*Passage given:*
═══

Revenue arising from the sale of software products is recognised when the customer has accepted the goods and the related risks and rewards of ownership. Revenue is stated after deduction of any trade discounts.

(iii) Professional service fees

Professional service fees represent fees for the provision of IT engineering services and are recognised when the underlying professional services are rendered.

(iv) Training fees

Training fees represent income earned from the provision of training courses, which is recognised when the related courses are held.

Notes to the Financial Statements

(Expressed in Hong Kong dollars)

2. SIGNIFICANT ACCOUNTING POLICIES - continued

(j) Revenue recognition - continued

(v) Technical support fees

Technical support fees represent income arising from the provision of maintenance and installation services, which is recognised when the underlying services are rendered.

(vi) Interest income

Interest income from bank deposits is accrued on a time-apportioned basis on the principal outstanding and at the rate applicable.

(k) Warranty costs

Warranty costs are charged to the profit and loss account as and when incurred.

(l) Operating leases

Rental payable under operating leases is accounted for in the profit and loss account on a straightline basis over the periods of the respective leases.

(m) Retirement benefits

Contributions to retirement benefit schemes are charged to the profit and loss account as and when incurred.

(n) Deferred taxation

Deferred taxation is provided using the liability method in respect of the taxation effect arising from all material timing differences between the accounting and tax treatment of income and expenditure, which are expected with reasonable probability to crystallise in the foreseeable future.

═══

*Given material:*
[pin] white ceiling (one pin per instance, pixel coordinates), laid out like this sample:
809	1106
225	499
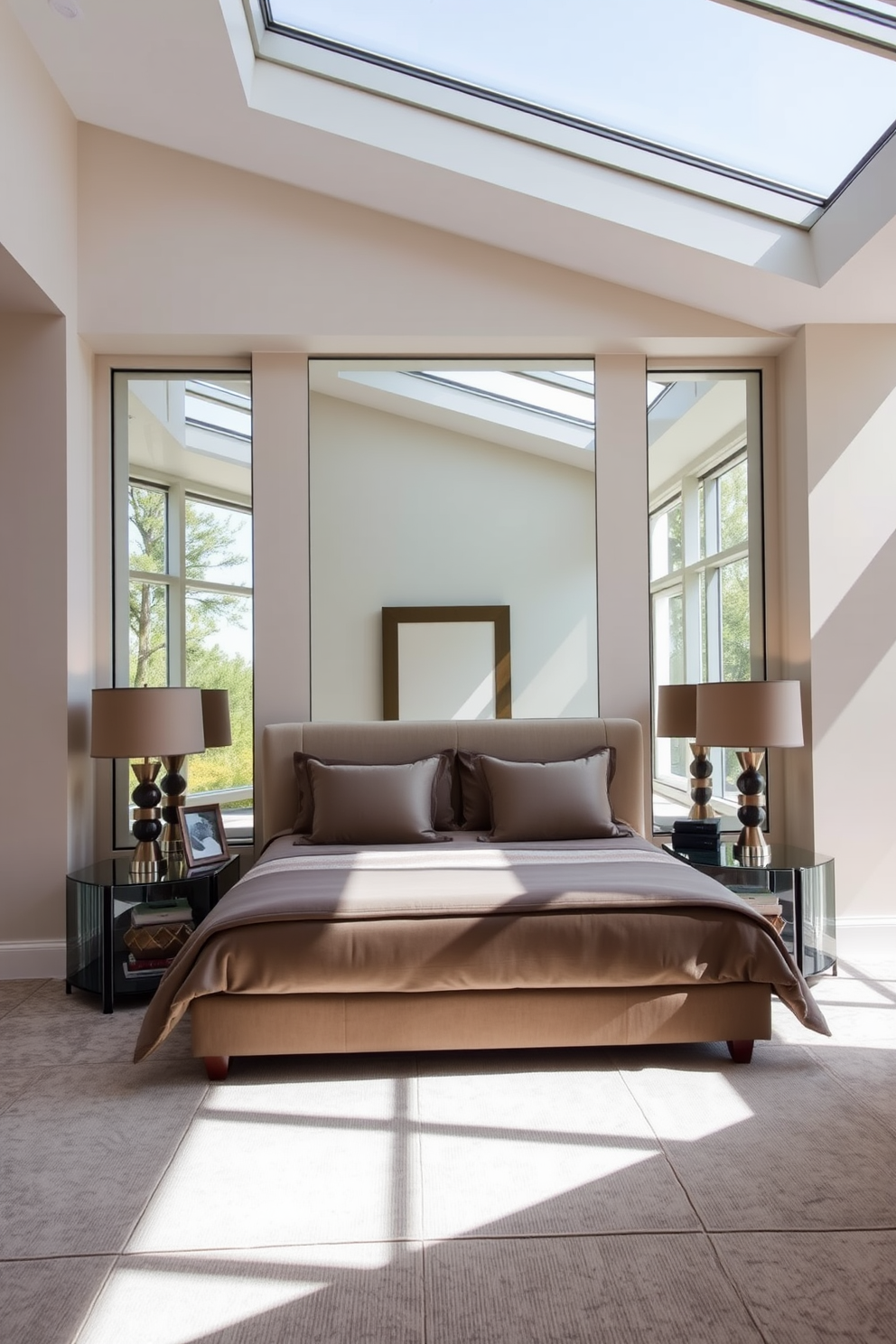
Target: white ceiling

═══

*What is needed:*
Continue the notes on significant accounting policies, starting after the paragraph on deferred taxation.

*Answer to the exercise:*
Future deferred tax benefits are not recognised unless their realisation is assured beyond reasonable doubt.

(o) Translation of foreign currencies

Foreign currency transactions during the year are translated into Hong Kong dollars at the exchange rates ruling at the transaction dates. Monetary assets and liabilities denominated in foreign currencies are translated into Hong Kong dollars at the exchange rates ruling at the balance sheet date. Exchange gains and losses are dealt with in the profit and loss account.

The results of subsidiaries outside Hong Kong are translated into Hong Kong dollars at the average exchange rates for the year; balance sheet items are translated at the rates of exchange ruling at the balance sheet date. The resulting exchange differences are dealt with as a movement in reserves.

2. SIGNIFICANT ACCOUNTING POLICIES - continued

(p) Related parties

For the purposes of these accounts, parties are considered to be related to the Group if the Group has the ability, directly or indirectly, to control the party or exercise significant influence over the party in making financial and operating decisions, or vice versa, or where the Group and the party are subject to common control or common significant influence. Related parties may be individuals or other entities.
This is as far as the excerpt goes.